- Dataset entries -
+++++
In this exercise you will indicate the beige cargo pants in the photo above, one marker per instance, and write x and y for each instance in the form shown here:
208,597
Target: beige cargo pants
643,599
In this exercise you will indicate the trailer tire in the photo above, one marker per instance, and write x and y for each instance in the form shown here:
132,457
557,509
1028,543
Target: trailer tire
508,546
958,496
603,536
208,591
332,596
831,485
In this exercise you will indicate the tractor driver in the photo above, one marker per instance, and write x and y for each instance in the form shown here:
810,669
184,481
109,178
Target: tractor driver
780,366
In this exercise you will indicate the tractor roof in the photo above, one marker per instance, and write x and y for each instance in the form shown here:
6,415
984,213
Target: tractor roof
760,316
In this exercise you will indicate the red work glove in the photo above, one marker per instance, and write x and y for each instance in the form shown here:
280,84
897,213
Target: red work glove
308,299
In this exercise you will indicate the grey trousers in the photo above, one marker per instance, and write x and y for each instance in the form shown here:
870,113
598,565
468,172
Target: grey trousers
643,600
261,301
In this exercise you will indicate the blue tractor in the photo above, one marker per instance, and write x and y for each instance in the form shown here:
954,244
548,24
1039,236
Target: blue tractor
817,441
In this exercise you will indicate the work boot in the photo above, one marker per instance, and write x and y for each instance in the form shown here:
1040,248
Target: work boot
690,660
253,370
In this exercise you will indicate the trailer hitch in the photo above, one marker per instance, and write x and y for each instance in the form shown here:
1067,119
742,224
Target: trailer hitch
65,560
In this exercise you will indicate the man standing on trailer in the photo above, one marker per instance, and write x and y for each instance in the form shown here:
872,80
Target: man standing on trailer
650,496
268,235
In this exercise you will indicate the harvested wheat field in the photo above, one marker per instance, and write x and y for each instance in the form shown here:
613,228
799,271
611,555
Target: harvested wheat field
+++++
Only lines with the word "form" count here; copy every one from the records.

- Result of the task -
In this exercise you will indicate the beige cargo pants in the photo above, one marker per instance, and write x and y for each instance in the form shown here:
In this exercise you will indicate the trailer tire in the photo above, one marker per instance, and write x and y for each instance in the form shown here:
In this exercise you will indicate the tractor driver in the photo above, one marker per instance, and write x and y for each instance in the form shown here:
In this exercise you will indicate the tractor roof in the photo above, one marker per instance, and write x and y for each instance in the form shown here:
In this exercise you will indicate the red work glove in the photo above, one marker per instance, and write x and y for each instance in the form shown here:
In this exercise you will indicate the grey trousers in the photo above, one marker per instance, and write x and y for each instance in the form shown here:
In this exercise you will indicate the blue tractor in the photo above, one marker per instance, and write x and y for each instance in the form shown here:
In this exercise you will indicate the work boot in the photo above, one marker per instance, and write x and y for each instance in the form shown here:
In this exercise you will indicate the trailer hitch in the photo above, one marker per instance, and write x and y for each instance in the form shown here:
In this exercise you will indicate the man standing on trailer in the photo above, one marker per instance, and write x and y for each instance in the form shown here:
In this exercise you will indicate the harvested wheat field in the photo above, one marker per instance, and write x and y for each instance in the form shown here:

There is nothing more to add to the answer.